## PROBLEM DETAILS:
Pick out each line in the rows below that contains the word "flower", and copy those lines.
═══ RECORDS SUPPLIED
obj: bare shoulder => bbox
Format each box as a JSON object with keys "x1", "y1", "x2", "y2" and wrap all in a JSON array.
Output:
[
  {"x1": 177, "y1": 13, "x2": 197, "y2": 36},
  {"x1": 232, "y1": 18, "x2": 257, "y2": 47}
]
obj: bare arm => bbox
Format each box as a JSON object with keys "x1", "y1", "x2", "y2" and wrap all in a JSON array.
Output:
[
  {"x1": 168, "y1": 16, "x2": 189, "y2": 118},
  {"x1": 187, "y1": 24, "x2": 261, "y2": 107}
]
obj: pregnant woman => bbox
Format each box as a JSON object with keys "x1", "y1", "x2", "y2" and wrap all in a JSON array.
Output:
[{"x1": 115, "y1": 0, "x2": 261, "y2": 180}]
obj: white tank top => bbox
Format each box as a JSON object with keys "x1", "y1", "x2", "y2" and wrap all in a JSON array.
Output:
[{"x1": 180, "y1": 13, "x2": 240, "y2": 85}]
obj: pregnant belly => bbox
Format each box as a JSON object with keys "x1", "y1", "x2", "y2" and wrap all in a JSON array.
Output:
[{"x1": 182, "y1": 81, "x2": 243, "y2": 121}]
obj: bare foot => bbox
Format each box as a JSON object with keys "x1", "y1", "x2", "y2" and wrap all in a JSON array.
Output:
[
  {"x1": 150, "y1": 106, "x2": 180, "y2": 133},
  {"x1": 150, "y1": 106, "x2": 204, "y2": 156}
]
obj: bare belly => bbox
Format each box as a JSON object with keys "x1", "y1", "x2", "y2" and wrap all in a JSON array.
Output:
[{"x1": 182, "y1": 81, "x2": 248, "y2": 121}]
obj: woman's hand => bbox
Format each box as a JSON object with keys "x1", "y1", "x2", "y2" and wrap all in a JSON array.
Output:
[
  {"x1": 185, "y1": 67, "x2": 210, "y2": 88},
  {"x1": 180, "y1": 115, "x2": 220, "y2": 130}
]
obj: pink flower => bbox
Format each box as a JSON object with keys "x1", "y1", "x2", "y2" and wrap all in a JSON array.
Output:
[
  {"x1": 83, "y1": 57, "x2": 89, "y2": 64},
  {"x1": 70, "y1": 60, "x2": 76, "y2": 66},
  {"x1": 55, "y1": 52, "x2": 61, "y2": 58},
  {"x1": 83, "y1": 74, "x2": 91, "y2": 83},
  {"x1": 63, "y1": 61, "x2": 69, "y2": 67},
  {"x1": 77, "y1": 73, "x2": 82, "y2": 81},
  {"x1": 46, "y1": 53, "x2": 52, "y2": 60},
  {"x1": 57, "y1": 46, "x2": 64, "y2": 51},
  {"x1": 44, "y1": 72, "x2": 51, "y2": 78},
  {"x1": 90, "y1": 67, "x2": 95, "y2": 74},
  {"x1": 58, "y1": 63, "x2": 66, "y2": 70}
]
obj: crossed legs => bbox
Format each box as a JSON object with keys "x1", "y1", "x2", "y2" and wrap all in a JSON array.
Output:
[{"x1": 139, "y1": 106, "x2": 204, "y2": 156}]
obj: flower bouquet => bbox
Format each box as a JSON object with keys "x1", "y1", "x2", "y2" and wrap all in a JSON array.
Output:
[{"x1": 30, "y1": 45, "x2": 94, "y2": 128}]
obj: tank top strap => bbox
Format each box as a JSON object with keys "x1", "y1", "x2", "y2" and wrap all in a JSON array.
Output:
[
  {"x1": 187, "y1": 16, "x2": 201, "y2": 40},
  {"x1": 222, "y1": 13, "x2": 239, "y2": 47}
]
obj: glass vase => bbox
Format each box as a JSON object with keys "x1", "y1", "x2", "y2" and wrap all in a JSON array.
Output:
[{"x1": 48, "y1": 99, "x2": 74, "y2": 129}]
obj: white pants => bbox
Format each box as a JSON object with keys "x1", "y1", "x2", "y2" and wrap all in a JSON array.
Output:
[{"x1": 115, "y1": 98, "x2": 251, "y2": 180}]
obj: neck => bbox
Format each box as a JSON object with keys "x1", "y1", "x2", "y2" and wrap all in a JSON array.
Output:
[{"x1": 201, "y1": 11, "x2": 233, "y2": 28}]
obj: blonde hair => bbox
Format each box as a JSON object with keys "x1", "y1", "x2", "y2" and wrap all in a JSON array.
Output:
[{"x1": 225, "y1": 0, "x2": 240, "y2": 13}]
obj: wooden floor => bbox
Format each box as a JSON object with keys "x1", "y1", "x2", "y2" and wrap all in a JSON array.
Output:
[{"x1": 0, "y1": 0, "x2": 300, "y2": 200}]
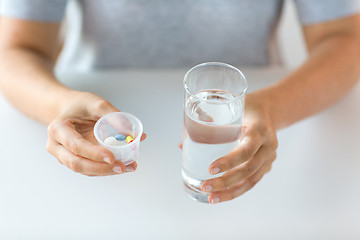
══════
## CORRECT ANSWER:
obj: pink flower => bbox
obj: flower bouquet => bbox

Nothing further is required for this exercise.